» What the task asks: Please transcribe the entries below without changing a single character.

────────────────────────────────────────

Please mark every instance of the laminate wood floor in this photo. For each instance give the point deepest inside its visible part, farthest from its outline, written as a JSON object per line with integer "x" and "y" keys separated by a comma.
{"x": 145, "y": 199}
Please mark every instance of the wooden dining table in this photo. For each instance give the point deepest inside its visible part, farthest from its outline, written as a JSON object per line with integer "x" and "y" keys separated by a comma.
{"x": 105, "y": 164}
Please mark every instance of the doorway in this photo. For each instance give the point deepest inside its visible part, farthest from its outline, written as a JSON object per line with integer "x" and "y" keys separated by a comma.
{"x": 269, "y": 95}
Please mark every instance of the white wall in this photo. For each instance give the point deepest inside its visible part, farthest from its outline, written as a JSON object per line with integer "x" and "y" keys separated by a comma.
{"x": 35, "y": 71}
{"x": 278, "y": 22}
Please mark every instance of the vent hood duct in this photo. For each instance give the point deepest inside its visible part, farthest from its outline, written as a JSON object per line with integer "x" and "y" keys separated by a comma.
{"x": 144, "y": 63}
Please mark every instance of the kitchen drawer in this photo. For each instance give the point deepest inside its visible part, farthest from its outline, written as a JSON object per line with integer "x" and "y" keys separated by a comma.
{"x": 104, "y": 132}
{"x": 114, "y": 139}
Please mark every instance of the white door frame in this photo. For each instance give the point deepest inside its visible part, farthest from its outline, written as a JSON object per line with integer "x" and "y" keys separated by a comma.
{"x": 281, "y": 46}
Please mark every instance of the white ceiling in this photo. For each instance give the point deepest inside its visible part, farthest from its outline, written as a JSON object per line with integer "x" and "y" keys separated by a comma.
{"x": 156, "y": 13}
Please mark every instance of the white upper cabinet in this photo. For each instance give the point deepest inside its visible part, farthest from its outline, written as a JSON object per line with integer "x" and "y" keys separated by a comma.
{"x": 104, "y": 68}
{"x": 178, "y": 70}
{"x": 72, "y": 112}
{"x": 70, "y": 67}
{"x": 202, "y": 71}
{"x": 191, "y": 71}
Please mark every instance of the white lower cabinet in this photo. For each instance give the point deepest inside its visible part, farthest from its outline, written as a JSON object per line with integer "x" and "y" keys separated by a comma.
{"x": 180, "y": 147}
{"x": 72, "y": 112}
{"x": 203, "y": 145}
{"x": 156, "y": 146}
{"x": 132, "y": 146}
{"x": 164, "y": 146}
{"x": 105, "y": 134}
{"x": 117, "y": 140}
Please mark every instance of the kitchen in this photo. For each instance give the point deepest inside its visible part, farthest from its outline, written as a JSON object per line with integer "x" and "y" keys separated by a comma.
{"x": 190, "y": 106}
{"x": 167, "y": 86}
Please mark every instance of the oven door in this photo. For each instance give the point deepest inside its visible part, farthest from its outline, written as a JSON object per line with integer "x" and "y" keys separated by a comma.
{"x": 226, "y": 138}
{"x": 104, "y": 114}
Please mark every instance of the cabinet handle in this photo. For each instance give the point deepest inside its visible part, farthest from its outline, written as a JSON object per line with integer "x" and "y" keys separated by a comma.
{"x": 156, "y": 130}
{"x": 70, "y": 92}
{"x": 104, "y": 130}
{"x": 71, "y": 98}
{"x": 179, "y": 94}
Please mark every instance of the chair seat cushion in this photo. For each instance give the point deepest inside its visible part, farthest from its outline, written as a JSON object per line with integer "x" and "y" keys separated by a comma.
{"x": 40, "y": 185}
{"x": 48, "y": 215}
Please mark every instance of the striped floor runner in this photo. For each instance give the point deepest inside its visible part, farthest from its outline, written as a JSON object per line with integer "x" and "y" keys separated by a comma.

────────────────────────────────────────

» Result for this task:
Please mark every instance of the laminate wood floor in this photo. For each instance give the point deepest inside its visible part, farthest from its outline, written as a JSON object per line with integer "x" and "y" keys separated by a comma.
{"x": 145, "y": 199}
Please mark every instance of the wooden dining table in this photo. For each instance give the point deepest inside its visible part, farthest from its outline, written as a JSON object per line with integer "x" and "y" keys separated by a comma.
{"x": 105, "y": 164}
Please mark every instance of the doorway in this photo. For each instance give the point deepest inside its visible part, farthest from its outline, written as a JSON object per line with integer "x" and "y" keys separated by a comma.
{"x": 269, "y": 95}
Please mark every instance of the white wall in this photo. For each instance give the point deepest inside its visible part, farthest from its outline, written as a JSON object per line with integer "x" and "y" keys separated by a comma.
{"x": 35, "y": 71}
{"x": 278, "y": 22}
Please mark every instance of the vent hood duct in this photo. For each instance give the point deepest inside its visible part, farthest from its outline, written as a JSON object per line with integer "x" and "y" keys separated by a comma.
{"x": 144, "y": 63}
Please mark every instance of the kitchen drawer in this photo. For each instance give the point deepest inside its visible part, farthest from its outline, written as a JSON object per line with integer "x" and "y" keys separated by a comma.
{"x": 104, "y": 132}
{"x": 114, "y": 139}
Please mark every instance of the white door frame in this photo. For each instance give the point deepest inside its visible part, farthest from its outline, written as a JSON object per line with integer "x" and "y" keys separated by a comma.
{"x": 281, "y": 46}
Please mark every instance of the white ceiling in this photo. For each instance give the point deepest inside its visible part, farthest from its outline, written as a JSON object per line with integer "x" and "y" keys separated by a comma.
{"x": 156, "y": 13}
Please mark every instance of the white upper cabinet in this photo. For each instance give the point deepest inside its visible part, farthest from its outline, written as a JSON object per line with integer "x" and "y" keys separated by a comma.
{"x": 104, "y": 68}
{"x": 178, "y": 70}
{"x": 72, "y": 112}
{"x": 70, "y": 67}
{"x": 202, "y": 71}
{"x": 191, "y": 71}
Please mark every instance of the white lower cabinet in this photo. For each instance give the point deepest inside its visible part, farthest from its outline, written as a JSON object per line with integer "x" and "y" keys separated by a comma.
{"x": 180, "y": 147}
{"x": 72, "y": 112}
{"x": 203, "y": 145}
{"x": 156, "y": 146}
{"x": 132, "y": 146}
{"x": 164, "y": 146}
{"x": 105, "y": 134}
{"x": 117, "y": 140}
Please mark every instance of the kitchen in this photo. For each instance give the point deepest inside its visible part, farthest from its outline, written as a JSON object per line with integer "x" and "y" keys separated by a comma.
{"x": 190, "y": 106}
{"x": 167, "y": 86}
Please mark every instance of the oven door in this photo. For each instance give the point deepest inside its visible part, farthest from its outline, written as a JSON object per line with integer "x" and "y" keys separated by a comma.
{"x": 226, "y": 138}
{"x": 104, "y": 114}
Please mark every instance of the cabinet handle in this photo. For each instance give the point deepest inside its visible part, farthest from its outline, written as a JSON object per line with integer "x" and "y" keys separated by a comma.
{"x": 156, "y": 130}
{"x": 70, "y": 92}
{"x": 104, "y": 130}
{"x": 71, "y": 98}
{"x": 179, "y": 94}
Please mark every instance of the chair seat cushion in this photo. For each instance give the point deepest inside its visible part, farthest from its outline, written as a JSON object per line with integer "x" and "y" keys separated by a comma.
{"x": 40, "y": 185}
{"x": 48, "y": 215}
Please mark every instance of the striped floor runner in this photo. For each instance give the point deepest inside its visible part, farthest from its outline, written as a JSON object per line with integer "x" and "y" keys separated by a comma.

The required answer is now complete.